───── Document extract

I don't have much background in sentiment analysis or natural language processing at all, but I have been reading a bit about it in my spare time. I would like to conduct and experiment to analyze forum threads/comments such as reddit, digg, blogs, etc. I'm particularity interested in doing something like counting the number of for, against, and neutral comments for threads of heated religious and political debates. Here's what I am thinking.
1) Find a thread that the original poster has defined a touchy political or religious topic.
2) For each comment categorize it as supporting the original poster or otherwise taking a contradicting or neutral stance.
3) Compare various mediums with the numbers of for or against arguments to determine what platforms are good "debate platforms" (i.e. balanced argument counts).
One big problem that I'm anticipating is that heated topics will invoke strong reactions from both supporting and contradicting parties so a simple happy/sad sentiment analysis won't cut it. I'm just sort of interested in this project for my own curiosities, so if anyone knows of similar research or utilities to conduct this experiment I'd be interested to hear more.
Can someone recommend a good sentiment analysis, word dictionary, training set, etc. for this task?

──────────
───── Listed records

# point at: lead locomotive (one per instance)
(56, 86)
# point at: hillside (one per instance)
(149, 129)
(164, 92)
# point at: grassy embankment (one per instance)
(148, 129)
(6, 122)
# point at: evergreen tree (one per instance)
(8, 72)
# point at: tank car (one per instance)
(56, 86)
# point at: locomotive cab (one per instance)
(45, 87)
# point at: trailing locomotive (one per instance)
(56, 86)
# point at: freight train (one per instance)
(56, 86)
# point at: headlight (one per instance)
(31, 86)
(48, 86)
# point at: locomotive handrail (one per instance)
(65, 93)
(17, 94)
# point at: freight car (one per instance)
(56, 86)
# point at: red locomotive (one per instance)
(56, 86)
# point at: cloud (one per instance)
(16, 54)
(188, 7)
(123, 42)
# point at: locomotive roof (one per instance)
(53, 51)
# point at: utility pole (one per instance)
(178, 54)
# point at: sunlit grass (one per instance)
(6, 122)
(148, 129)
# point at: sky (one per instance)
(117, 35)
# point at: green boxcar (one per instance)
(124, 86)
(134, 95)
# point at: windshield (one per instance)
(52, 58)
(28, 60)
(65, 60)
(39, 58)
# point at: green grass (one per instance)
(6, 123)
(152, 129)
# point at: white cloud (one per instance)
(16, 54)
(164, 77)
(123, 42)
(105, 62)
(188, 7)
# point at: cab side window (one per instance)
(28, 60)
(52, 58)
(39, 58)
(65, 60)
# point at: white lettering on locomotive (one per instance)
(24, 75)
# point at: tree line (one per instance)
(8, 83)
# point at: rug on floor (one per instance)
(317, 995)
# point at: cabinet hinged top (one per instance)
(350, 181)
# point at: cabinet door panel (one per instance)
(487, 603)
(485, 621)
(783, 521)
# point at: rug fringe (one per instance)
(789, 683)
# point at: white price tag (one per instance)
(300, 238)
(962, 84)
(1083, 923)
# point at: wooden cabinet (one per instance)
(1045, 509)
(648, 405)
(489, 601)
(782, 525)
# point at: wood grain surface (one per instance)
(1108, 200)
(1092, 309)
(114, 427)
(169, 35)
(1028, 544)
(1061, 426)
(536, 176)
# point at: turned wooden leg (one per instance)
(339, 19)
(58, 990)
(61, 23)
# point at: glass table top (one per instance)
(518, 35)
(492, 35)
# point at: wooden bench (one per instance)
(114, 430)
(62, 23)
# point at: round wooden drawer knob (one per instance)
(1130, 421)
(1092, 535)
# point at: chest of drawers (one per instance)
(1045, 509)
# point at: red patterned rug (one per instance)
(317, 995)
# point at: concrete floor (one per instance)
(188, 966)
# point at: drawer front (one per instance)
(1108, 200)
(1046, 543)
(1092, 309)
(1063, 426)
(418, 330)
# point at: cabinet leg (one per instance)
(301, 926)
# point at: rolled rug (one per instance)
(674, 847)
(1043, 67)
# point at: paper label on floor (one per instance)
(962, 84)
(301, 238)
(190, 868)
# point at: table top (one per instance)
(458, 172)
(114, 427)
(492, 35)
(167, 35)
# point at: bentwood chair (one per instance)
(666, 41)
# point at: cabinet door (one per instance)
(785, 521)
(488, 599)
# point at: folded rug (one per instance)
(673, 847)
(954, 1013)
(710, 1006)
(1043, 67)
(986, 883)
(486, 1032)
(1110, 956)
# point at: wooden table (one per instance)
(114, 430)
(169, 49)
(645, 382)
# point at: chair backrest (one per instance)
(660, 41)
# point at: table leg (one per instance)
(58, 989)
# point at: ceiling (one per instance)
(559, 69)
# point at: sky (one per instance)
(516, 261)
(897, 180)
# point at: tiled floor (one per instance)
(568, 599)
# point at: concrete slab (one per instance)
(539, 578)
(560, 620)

──────────

[Requirement 1]
Using the forum post, decide whether each statement below agrees with it: (a) the writer has a strong background in natural language processing; (b) the writer expects a simple happy/sad sentiment analysis to be insufficient; (c) the plan includes comparing mediums to find good debate platforms. For each, answer yes or no and quote the deciding words of the forum post.
[Requirement 2]
Edit the stretch of the forum post from "1) Find a thread" through "for this task?", replacing "mediums" with "websites".
[Requirement 3]
Please state what the writer of the forum post wants to count in threads of heated religious and political debates.

[Full solution 1]
(a) No: "I don't have much background in sentiment analysis or natural language processing at all"
(b) Yes: "a simple happy/sad sentiment analysis won't cut it"
(c) Yes: "Compare various mediums with the numbers of for or against arguments to determine what platforms are good "debate platforms""

[Full solution 2]
1) Find a thread that the original poster has defined a touchy political or religious topic.
2) For each comment categorize it as supporting the original poster or otherwise taking a contradicting or neutral stance.
3) Compare various websites with the numbers of for or against arguments to determine what platforms are good "debate platforms" (i.e. balanced argument counts).
One big problem that I'm anticipating is that heated topics will invoke strong reactions from both supporting and contradicting parties so a simple happy/sad sentiment analysis won't cut it. I'm just sort of interested in this project for my own curiosities, so if anyone knows of similar research or utilities to conduct this experiment I'd be interested to hear more.
Can someone recommend a good sentiment analysis, word dictionary, training set, etc. for this task?

[Full solution 3]
The number of for, against, and neutral comments.